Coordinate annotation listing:
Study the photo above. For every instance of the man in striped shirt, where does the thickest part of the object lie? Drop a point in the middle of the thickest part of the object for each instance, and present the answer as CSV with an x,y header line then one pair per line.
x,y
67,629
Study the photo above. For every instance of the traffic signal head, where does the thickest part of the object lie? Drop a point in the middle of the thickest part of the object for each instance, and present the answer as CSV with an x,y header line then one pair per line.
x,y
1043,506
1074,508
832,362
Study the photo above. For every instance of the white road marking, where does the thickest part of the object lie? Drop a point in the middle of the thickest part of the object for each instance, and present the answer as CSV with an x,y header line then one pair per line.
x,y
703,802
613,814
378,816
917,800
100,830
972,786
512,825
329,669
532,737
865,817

* [Stated task]:
Render the entire listing above as a two-column CSV headed text and answer, one row per text-answer pair. Put each text and each answer in its own quoted field, with line breaks replaced by spaces.

* [Exercise result]:
text,answer
"Study the photo above. For every instance of the man in striped shirt, where does the thickest part of the object lie? Drop a point in the middle of the thickest part of the object for each instance, and present the answer as CSV with an x,y header line then one pair per line.","x,y 67,629"
"Study the photo above. For every instance of the traffic signal head, where does the thickest part of the object lie? Drop a point in the middle of the thickest part of the object for each instance, and present the answer as CSV with an x,y header line then one pair per line.","x,y 1043,506 1074,508 832,362"
"Study the photo above. For every instance of the white road marking, where does the thickest part of the object lie? Drop a point in the middle of the thickest part of the object for each instance, and present the answer as CSV with an x,y header line then one pair per line.","x,y 703,802 613,814 378,816 917,800 100,830 972,786 512,825 329,669 532,737 865,817"